_MATERIAL TO PROCESS_
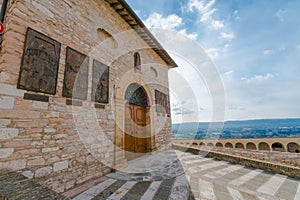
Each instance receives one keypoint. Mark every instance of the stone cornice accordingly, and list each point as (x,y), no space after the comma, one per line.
(124,10)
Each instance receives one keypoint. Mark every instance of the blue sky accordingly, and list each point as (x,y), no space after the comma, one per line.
(253,44)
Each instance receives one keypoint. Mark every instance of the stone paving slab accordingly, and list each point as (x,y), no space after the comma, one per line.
(15,186)
(207,180)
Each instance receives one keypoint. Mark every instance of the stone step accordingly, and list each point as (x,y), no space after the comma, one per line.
(13,185)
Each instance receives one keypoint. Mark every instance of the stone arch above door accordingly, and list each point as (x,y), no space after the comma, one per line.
(136,94)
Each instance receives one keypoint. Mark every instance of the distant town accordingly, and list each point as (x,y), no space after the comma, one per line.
(261,128)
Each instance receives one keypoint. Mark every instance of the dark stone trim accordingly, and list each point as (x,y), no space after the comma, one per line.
(36,97)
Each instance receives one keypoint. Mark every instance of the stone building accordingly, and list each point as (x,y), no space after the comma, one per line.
(83,88)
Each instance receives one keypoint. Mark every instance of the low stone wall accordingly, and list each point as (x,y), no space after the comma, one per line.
(290,159)
(255,163)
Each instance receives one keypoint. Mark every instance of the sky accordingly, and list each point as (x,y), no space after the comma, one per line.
(253,44)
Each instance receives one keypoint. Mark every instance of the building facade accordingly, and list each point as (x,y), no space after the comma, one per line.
(83,89)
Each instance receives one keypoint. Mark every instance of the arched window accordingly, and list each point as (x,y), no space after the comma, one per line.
(137,61)
(135,94)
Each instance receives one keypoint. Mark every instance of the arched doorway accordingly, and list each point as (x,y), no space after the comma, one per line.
(277,146)
(251,146)
(137,137)
(239,146)
(263,146)
(293,147)
(228,145)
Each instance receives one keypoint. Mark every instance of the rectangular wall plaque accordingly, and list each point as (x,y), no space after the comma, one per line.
(73,102)
(36,97)
(100,87)
(76,75)
(162,102)
(39,65)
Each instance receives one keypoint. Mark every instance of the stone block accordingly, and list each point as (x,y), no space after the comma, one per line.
(49,130)
(7,102)
(8,133)
(6,152)
(13,164)
(11,90)
(36,162)
(44,171)
(5,122)
(28,174)
(40,105)
(60,166)
(45,150)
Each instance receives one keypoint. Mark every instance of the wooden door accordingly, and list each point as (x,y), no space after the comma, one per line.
(135,129)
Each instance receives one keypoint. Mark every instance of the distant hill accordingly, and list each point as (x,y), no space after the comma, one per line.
(238,129)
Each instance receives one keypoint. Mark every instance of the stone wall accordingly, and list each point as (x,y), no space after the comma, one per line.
(249,162)
(275,157)
(64,145)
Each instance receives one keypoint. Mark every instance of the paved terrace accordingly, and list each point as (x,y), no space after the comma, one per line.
(291,144)
(180,175)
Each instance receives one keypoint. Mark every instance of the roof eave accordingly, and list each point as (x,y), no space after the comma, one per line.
(124,10)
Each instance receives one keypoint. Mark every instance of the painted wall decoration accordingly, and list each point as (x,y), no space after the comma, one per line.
(100,87)
(76,75)
(162,102)
(137,61)
(39,65)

_TASK DIRECTIONS_
Render all of the data above as a Markdown table with two columns, Row and Line: Row holds the row number and Line holds the text of that line. Omit blank lines and leave the pictures out of the answer.

_TASK RESPONSE_
| Row | Line |
|---|---|
| 1 | Each instance receives one keypoint. Mark every instance of the stone cornice accordingly, and list each point as (x,y), no space after the comma, one per line. |
| 2 | (124,10) |
| 3 | Each instance receives one keypoint. Mark every instance of the blue sky accordingly, and list each point as (x,y), no space after the comma, one per line. |
| 4 | (253,44) |
| 5 | Each instance receives one keypoint. Mark every instance of the stone paving slab accordingly, and list each point as (x,y), no space after the comma, one per line. |
| 6 | (15,186) |
| 7 | (207,180) |
| 8 | Each instance receives one keypoint. Mark every instance of the stone step accordingly, and list each point as (x,y), no space after the comma, one per line. |
| 9 | (13,185) |
| 10 | Each instance receives one keypoint. Mark every instance of the stone arch above door accordingly, and list each point as (x,y), no space after the comma, one per line. |
| 11 | (136,94) |
| 12 | Each instance receives one keypoint. Mark every instance of the distant town accordingly, and list each point as (x,y), no space after the comma, one per line. |
| 13 | (261,128) |
| 14 | Each instance receives one keypoint. Mark every instance of the dark stone trim accordingly, and list each point as (x,y), no space after the comma, one per line. |
| 15 | (36,97) |
| 16 | Each instance receives one keypoint. Mark every instance of the stone building accordingly, and list each point as (x,y), no space after the comma, one per line. |
| 17 | (83,88) |
| 18 | Each instance receives one keypoint. Mark every instance of the low stone wall accordingly, and list each point as (x,y), no space after the comma, one per line. |
| 19 | (290,159) |
| 20 | (255,163) |
| 21 | Each instance receives one keypoint. Mark every instance of the sky accordingly, and list each point as (x,y), no space after the comma, one per line. |
| 22 | (253,44) |
| 23 | Each instance receives one keypoint. Mark every instance of the building facade accordingly, and list each point as (x,y), no space after the comma, one per line. |
| 24 | (83,89) |
| 25 | Each instance receives one keypoint. Mark every instance of the arched window accordingly, and list each point as (x,y), no space after the comma, one per line. |
| 26 | (137,61) |
| 27 | (135,94) |
| 28 | Each instance receives one keypoint. Mark every instance of the arched doorway accordingly, and list each point as (x,y), no space after the comma, one per line. |
| 29 | (277,146) |
| 30 | (251,146) |
| 31 | (137,137) |
| 32 | (239,146) |
| 33 | (263,146) |
| 34 | (293,147) |
| 35 | (228,145) |
| 36 | Each instance receives one keypoint. Mark every instance of the rectangular wall plaque accordingly, and list each point as (x,y), no space after the comma, one per line. |
| 37 | (73,102) |
| 38 | (36,97) |
| 39 | (100,87) |
| 40 | (76,75) |
| 41 | (162,102) |
| 42 | (39,65) |
| 43 | Each instance receives one keypoint. Mark every instance of the stone block accordingly, and list each point as (x,y), no space after the comma, one per line. |
| 44 | (49,130) |
| 45 | (7,102) |
| 46 | (8,133) |
| 47 | (6,152) |
| 48 | (13,164) |
| 49 | (11,90) |
| 50 | (36,162) |
| 51 | (44,171) |
| 52 | (5,122) |
| 53 | (28,174) |
| 54 | (40,105) |
| 55 | (60,166) |
| 56 | (45,150) |
| 57 | Each instance receives one keypoint. Mark every instance of the wooden door accordingly, and list each point as (x,y), no space after the comma, one per line. |
| 58 | (135,129) |
| 59 | Each instance receives one keypoint. Mark every instance of the distant hill accordingly, and list each point as (x,y), no space after the comma, one per line. |
| 60 | (238,129) |
| 61 | Each instance receives one keypoint. Mark every instance of the stone wall accordingly, and list each point as (x,y), no space after the comma, one per line. |
| 62 | (249,162) |
| 63 | (275,157) |
| 64 | (64,145) |
| 65 | Each instance receives one keypoint. Mark every instance of the paved terrace accordingly, and list each point as (x,y), no space after the comma, one per line. |
| 66 | (291,144) |
| 67 | (180,175) |
| 68 | Each instance receives one keypoint. Mark every instance of the roof eave accordingly, and list each point as (x,y), no space after the comma, one per line. |
| 69 | (124,10) |
| 70 | Each instance receives one keypoint. Mark every instance of the painted wall decoration accordingly, and list each point as (x,y), no space after the comma, one per line. |
| 71 | (100,87) |
| 72 | (76,75) |
| 73 | (162,102) |
| 74 | (137,61) |
| 75 | (39,65) |